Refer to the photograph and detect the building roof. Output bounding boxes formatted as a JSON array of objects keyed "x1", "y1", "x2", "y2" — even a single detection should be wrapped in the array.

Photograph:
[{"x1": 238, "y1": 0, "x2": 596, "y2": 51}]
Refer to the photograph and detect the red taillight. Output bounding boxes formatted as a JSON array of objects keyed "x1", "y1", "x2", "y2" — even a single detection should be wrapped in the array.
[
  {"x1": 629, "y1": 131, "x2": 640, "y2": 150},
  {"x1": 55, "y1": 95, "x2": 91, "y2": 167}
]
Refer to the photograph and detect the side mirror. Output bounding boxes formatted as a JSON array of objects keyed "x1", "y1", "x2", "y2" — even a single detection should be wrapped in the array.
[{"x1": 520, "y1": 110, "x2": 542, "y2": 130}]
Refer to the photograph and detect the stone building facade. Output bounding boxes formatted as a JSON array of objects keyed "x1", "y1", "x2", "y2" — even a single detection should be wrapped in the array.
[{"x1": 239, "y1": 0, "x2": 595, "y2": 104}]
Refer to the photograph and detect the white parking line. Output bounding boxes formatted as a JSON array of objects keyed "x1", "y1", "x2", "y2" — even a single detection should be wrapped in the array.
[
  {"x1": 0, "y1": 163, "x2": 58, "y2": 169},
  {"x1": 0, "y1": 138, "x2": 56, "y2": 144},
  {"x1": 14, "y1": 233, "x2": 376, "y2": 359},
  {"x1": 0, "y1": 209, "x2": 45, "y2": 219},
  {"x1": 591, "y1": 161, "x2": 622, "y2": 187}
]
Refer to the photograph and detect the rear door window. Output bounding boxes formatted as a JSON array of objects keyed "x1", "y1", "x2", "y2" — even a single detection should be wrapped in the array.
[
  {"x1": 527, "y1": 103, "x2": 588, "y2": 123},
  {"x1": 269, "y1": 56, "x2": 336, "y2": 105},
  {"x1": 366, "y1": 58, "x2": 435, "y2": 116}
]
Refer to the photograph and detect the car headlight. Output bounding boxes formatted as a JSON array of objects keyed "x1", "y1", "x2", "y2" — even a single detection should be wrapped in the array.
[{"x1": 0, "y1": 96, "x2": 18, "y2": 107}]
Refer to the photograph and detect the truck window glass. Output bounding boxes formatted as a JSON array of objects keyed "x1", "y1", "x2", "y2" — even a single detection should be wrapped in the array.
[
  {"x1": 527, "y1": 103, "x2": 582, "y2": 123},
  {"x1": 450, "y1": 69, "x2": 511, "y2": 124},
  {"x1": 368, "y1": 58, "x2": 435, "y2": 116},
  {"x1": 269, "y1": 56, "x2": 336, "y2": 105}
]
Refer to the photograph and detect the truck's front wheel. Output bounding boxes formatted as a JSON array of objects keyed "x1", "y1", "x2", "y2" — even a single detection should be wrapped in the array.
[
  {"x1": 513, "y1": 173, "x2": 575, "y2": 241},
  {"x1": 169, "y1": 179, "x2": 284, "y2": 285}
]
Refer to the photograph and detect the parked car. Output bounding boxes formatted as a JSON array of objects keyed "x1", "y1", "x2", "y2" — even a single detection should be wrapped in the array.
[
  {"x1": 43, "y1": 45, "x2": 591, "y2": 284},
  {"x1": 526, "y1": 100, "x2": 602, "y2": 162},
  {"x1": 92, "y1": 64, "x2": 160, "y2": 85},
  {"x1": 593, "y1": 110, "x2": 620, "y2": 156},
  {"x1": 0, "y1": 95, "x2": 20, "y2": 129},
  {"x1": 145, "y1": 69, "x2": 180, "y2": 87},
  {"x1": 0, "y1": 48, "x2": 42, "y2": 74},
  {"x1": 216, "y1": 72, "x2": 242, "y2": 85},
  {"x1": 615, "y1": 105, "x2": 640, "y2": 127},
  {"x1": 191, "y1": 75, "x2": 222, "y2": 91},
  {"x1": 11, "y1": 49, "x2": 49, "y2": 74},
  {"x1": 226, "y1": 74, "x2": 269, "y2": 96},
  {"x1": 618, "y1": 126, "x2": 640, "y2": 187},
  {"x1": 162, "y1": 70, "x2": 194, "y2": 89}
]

• **Task to carry out**: Report each line of the items above that contains the word "building".

• **Result of this exercise**:
Refer to the photograph and detect the building roof. Output bounding boxes formatted as a JSON array of objects keyed "x1", "y1", "x2", "y2" — even a single detection should be wrapped in the array.
Refer to the photograph and detect the stone building facade. Output bounding boxes formatted as a JSON array of objects keyed "x1", "y1", "x2", "y2" — even a single detection should be wrapped in the array.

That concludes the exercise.